§ Page:
Own API | Perplexity

Own API | Perplexity
Photo by Douglas Lopes / Unsplash

Owning an API service can lead to a lot of features and benefits. Imagine that you have shortcuts for your endpoints and anytime you want to save an image, you just post it to the endpoint and save it on your server.
A more advanced way of using it is to gather knowledge from different sources and use it in conversations with AI. How to achieve that?
You can write a simple script in nodeJS, deploy it, and use an endpoint to save context for your future chats with AI. This context can be saved in a Vector Database with proper metadata so that it can lead to amazing results. However, let's leave the topic of vector databases to the future newsletter, and for now, let's see how to build our own API with code (node.js app).

How to build your API?

Let's see how to build an API service using node.js and its own server.

📌 First Step: Buy a server service

It is an easy step, you just need to decide which provider to use and how big storage or RAM you need.

📌 Second Step: Set up the server

  • For a physical server: Install the operating system and configure network settings.
  • For a cloud server: Choose your desired configuration (CPU, RAM, storage, etc.) and launch the instance. Cloud providers typically offer a web interface for this.

📌 Third Step: Obtain Server Access Information

  • For a physical server: You need the server's IP address and a user account.
  • For a cloud server: The provider will give you an IP address. You might also receive a private key file for SSH access (especially in AWS).

📌 Fourth Step: Connect to the server using SSH

For example, if your server's IP is 192.168.1.1 and your username is admin, the command would be:

ssh admin@192.168.1.1

Log in with your password from credentials.

📌 Fifth step: Install dependencies

Install Docker, PostgreSQL, and anything you need for your app.

sudo sh -c 'echo "deb http://apt.postgresql.org/pub/repos/apt $(lsb_release -cs)-pgdg main" > /etc/apt/sources.list.d/pgdg.list'

sudo apt-get update

sudo apt-get -y install postgresql

📌 Sixth step: Add the user

This step is the clean way of handling deploys. If you do everything from root, there can be a mess that will be difficult to fix. That is why we created a deploy user and added him admin privileges.

§ Dataset content:
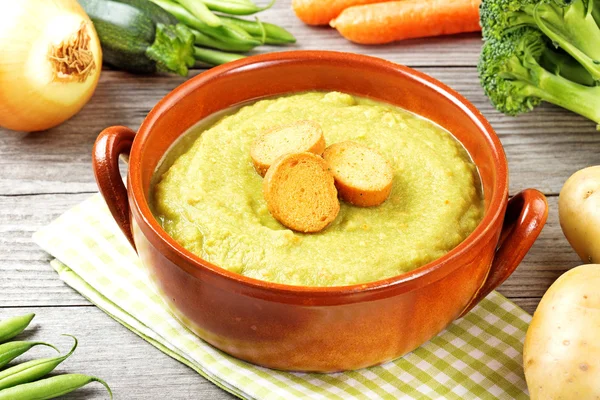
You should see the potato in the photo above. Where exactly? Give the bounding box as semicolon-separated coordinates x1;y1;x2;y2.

§ What is being asked: Decide whether each statement agrees with the API guide, giving yes or no and quoting the words from the guide that settle it. (a) A cloud provider may hand you a private key file for SSH access. (b) The guide suggests handling deploys from root. (c) The guide explains vector databases in full.

§ Answer for this exercise:
(a) Yes: "You might also receive a private key file for SSH access (especially in AWS)."
(b) No: "If you do everything from root, there can be a mess that will be difficult to fix."
(c) No: "let's leave the topic of vector databases to the future newsletter"